## START Data records

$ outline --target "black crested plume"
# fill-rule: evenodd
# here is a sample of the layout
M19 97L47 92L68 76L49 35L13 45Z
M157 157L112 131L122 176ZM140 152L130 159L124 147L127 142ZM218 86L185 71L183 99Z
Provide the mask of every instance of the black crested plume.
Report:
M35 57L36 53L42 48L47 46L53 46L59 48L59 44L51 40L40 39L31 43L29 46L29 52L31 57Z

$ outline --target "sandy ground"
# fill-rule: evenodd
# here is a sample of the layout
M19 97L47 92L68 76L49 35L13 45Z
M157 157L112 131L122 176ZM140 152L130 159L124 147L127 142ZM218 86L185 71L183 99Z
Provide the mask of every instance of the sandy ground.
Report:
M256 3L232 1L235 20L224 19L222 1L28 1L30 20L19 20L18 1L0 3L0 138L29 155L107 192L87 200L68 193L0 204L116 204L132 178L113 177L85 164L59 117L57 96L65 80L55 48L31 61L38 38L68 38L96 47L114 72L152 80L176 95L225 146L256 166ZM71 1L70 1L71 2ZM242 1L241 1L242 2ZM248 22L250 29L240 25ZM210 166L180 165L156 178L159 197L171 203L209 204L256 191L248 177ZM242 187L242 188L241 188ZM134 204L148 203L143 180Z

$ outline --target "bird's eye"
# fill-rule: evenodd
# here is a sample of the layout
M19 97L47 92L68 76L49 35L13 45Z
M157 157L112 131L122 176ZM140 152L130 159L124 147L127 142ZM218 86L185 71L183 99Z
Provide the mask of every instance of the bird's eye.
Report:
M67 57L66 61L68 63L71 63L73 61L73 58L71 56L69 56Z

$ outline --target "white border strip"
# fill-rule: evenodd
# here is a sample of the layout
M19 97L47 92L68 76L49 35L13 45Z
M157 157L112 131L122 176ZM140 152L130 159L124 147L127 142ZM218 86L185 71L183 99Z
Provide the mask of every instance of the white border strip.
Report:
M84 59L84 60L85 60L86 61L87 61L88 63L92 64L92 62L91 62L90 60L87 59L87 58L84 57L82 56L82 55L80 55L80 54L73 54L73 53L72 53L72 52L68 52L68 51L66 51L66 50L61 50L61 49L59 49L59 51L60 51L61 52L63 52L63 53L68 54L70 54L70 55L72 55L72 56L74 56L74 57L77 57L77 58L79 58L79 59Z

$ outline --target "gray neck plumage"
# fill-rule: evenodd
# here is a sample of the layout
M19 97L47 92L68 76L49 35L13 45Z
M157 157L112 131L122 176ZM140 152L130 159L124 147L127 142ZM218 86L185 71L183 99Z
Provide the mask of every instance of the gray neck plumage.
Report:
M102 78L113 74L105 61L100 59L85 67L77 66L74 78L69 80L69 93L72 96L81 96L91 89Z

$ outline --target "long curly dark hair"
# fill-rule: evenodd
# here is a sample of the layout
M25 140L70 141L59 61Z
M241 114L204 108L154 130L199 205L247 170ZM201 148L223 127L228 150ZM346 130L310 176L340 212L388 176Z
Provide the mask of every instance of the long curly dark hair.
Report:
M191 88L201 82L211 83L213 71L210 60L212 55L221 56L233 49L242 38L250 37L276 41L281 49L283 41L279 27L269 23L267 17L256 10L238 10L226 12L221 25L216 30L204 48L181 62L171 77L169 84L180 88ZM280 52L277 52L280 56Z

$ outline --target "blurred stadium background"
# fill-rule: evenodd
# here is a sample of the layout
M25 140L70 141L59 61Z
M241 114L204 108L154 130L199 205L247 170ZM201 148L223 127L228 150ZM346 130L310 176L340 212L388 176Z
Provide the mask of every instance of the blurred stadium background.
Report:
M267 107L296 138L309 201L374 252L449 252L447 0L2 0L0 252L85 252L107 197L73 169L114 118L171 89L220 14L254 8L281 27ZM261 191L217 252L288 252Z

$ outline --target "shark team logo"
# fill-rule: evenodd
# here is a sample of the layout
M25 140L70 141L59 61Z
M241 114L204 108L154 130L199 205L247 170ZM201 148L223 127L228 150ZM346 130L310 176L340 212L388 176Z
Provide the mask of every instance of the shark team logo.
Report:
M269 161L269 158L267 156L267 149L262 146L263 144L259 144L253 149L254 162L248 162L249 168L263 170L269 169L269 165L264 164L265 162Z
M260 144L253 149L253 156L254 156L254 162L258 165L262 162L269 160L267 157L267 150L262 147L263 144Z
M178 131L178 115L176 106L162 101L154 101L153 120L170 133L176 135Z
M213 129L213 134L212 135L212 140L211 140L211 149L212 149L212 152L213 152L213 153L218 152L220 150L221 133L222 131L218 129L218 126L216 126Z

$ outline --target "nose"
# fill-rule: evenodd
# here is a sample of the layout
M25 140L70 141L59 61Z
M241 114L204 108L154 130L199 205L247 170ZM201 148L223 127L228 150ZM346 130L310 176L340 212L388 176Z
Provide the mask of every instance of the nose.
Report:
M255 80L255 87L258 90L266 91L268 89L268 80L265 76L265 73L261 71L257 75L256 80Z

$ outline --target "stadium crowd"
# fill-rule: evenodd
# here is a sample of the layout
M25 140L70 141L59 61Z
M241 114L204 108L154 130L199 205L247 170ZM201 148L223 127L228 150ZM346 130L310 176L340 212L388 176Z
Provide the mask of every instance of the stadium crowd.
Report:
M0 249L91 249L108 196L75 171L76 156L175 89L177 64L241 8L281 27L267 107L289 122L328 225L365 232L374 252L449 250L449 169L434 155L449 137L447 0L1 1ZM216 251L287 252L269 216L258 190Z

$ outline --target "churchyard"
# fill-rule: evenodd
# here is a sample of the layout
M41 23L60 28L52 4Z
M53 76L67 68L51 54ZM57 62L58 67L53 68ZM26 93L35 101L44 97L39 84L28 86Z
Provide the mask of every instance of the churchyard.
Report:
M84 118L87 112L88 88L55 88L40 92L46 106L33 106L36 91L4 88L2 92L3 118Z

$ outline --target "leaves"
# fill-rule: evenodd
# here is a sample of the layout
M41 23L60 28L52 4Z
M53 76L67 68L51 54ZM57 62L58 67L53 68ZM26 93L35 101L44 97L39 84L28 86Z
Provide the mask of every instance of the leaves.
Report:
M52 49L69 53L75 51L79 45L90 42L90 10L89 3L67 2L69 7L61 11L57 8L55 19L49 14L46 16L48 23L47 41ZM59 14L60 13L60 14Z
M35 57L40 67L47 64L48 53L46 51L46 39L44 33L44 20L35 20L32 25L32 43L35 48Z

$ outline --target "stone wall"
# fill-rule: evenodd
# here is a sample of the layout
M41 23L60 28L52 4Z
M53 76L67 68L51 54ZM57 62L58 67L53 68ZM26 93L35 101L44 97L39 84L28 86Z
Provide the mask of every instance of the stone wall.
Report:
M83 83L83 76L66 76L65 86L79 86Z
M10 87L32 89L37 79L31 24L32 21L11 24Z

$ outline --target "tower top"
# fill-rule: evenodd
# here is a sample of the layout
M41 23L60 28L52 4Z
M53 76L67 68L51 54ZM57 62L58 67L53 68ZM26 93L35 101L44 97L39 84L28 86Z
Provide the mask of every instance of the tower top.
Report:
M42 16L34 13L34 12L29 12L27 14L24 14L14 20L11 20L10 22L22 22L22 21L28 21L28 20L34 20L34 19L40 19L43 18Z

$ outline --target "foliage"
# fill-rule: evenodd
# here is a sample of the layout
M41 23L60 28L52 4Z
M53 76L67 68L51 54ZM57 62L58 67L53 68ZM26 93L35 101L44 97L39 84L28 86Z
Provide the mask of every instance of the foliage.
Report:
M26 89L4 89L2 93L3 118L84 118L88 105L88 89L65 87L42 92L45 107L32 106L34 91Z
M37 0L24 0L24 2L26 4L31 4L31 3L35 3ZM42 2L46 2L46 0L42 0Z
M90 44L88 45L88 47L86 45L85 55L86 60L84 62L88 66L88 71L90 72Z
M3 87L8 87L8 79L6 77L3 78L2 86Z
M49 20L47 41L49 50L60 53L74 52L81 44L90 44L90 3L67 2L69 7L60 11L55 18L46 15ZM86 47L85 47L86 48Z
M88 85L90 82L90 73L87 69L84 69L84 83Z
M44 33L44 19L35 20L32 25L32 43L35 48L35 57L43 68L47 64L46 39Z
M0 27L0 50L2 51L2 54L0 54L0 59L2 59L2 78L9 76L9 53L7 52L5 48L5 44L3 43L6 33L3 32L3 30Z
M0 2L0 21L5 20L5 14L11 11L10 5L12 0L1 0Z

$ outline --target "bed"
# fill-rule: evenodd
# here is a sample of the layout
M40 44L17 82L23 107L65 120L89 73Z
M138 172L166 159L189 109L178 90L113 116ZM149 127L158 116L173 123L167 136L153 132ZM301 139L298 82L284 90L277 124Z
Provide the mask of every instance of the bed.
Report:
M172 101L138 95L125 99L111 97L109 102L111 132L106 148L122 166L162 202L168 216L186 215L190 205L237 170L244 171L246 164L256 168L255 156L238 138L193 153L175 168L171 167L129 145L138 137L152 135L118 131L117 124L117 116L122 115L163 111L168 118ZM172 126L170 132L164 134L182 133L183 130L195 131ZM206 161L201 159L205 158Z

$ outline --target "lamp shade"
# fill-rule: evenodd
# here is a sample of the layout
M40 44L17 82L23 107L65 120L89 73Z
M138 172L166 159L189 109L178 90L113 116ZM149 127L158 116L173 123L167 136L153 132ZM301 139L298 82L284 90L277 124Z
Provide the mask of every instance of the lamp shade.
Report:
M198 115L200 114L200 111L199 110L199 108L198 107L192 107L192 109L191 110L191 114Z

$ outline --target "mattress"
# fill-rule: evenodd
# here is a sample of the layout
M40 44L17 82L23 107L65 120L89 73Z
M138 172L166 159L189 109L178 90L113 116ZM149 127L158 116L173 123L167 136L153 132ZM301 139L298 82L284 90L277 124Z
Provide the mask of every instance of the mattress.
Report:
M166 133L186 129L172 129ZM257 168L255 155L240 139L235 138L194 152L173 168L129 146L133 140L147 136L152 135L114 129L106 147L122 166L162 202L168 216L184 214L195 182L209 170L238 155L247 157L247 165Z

## END Data records

- **Exercise instructions**
Edit the records from the start through the line containing "M256 3L232 1L235" so that "sandy ground" becomes "bare dirt", leaving everything else unchanged. Return only those lines.

- **Output for this exercise**
$ outline --target "black crested plume"
# fill-rule: evenodd
# here is a sample of the layout
M19 97L47 92L68 76L49 35L13 45Z
M157 157L112 131L122 176ZM140 152L130 159L124 147L127 142ZM218 86L185 71L183 99Z
Provide the mask of every instance of the black crested plume.
Report:
M35 57L36 53L42 48L47 46L53 46L59 48L59 44L51 40L40 39L31 43L29 46L29 52L31 57Z

$ outline --target "bare dirt"
# fill-rule: evenodd
# here is a sample of the layout
M19 97L47 92L68 76L49 35L13 45Z
M157 157L112 131L122 176ZM140 152L130 159L124 147L127 142ZM218 86L185 71L183 99Z
Provide the mask of every instance of the bare dirt.
Report:
M256 3L232 1L235 20L224 19L222 1L28 1L30 20L19 20L18 1L0 3L0 138L29 155L107 192L87 200L68 193L0 204L116 204L132 178L113 177L85 164L59 117L57 96L65 80L55 48L31 61L38 38L68 38L96 47L114 72L152 80L176 95L225 146L256 166ZM71 1L70 1L71 2ZM242 1L241 1L242 2ZM248 22L250 29L240 25ZM210 166L180 165L156 178L159 197L171 203L209 204L256 191L248 177ZM242 187L242 188L241 188ZM134 204L148 203L143 180Z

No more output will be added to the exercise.